[PASSAGE start]

Miami-Dade County Public Schools (M-DCPS) is a public school district serving Miami-Dade County, Florida, and the Greater Miami Area. It is the largest school district in Florida and the fourth largest in the United States, with a student enrollment of 414,128 (as of February 15, 2006). The district is also the largest minority public school system in the country, with * 60% of its students being of Hispanic origin, 28% African American, and less than 3% non-white of other minorities. M-DCPS is also one of a few public school districts in the United States to offer optional bilingual education.
The county's first school opened in the Fall of 1885 in the town of Lake Worth, Florida, located in what is now Palm Beach County. A year or two later, the first public school within Dade County's current boundaries opened in a palmetto-thatched log house near Dinner Key in Coconut Grove. The school's student enrollment on the first day was only ten.

[PASSAGE end]
[EXTRACTED DATA start]

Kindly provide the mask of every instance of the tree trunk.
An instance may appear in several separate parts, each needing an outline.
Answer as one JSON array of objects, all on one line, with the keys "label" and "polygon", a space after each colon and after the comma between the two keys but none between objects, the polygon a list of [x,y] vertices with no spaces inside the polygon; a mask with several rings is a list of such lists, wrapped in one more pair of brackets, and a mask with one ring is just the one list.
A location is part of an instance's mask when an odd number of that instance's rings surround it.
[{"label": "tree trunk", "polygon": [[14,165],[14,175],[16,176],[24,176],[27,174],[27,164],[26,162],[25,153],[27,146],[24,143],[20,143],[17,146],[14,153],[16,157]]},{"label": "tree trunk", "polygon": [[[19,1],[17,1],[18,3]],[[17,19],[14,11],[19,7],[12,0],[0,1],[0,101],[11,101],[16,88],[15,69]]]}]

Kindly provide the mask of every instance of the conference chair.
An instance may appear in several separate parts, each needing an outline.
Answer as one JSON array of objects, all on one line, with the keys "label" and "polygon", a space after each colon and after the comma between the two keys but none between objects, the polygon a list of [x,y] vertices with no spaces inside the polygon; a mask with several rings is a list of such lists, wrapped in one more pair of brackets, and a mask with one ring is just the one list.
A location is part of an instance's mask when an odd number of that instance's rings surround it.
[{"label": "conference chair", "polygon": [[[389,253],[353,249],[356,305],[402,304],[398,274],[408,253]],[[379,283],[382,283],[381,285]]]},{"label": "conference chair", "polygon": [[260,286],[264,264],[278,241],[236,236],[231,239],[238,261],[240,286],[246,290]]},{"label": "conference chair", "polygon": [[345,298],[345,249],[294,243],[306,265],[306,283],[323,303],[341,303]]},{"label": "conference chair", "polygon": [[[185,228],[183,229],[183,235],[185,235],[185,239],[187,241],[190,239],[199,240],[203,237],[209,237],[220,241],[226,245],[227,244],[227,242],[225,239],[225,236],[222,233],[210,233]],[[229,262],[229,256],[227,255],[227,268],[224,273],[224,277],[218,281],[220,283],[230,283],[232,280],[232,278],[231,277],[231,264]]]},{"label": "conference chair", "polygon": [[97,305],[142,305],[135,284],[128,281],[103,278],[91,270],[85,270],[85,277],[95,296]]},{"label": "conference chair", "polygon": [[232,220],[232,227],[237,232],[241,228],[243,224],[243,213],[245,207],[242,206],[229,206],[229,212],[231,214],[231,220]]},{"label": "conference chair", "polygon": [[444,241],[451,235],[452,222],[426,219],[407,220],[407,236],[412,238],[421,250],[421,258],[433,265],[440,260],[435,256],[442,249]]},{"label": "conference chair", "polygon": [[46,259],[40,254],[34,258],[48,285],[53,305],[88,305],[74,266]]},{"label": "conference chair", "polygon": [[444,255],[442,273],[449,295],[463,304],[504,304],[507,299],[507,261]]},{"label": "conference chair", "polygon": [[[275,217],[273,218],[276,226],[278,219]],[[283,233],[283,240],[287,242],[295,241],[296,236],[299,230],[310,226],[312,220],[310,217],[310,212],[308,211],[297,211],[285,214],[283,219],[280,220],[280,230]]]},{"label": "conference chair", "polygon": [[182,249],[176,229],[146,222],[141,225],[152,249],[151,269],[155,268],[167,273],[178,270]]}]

[EXTRACTED DATA end]

◆ TASK INSTRUCTIONS
- A) List every place name that appears in the second paragraph of the passage about the Miami-Dade school district.
- B) Carry on the passage about the Miami-Dade school district, picking up after its final sentence.

◆ SOLVED TASKS
- A) Lake Worth, Florida; Palm Beach County; Dade County; Dinner Key; Coconut Grove

- B)
In 1893 the unincorporated hamlet of Miami was created, and with it came its second school, segregated as per Jim Crow Laws for its black population. The school was also located in present-day Coconut Grove. Between 1885 and the arrival of the railroad in 1896, the school board created and ran a total of fifteen different schools around Southern Florida.
Following the 1926 Miami Hurricane, many schools were destroyed. The hurricane ended the 1920s land boom in Miami, and ushered in the great depression to the area long before the actual market crash occurred in 1929. The crash forced many more schools not destroyed by the hurricane to be closed. Beginning in 1930 the school board faced its first overcrowding and funding problems.
In 1939, the original Booker T. Washington Senior High School building opened in what is now the Overtown district. It was the only secondary black high school at the time in South Florida, having students from as far as Broward and Palm Beach counties attending the facilities.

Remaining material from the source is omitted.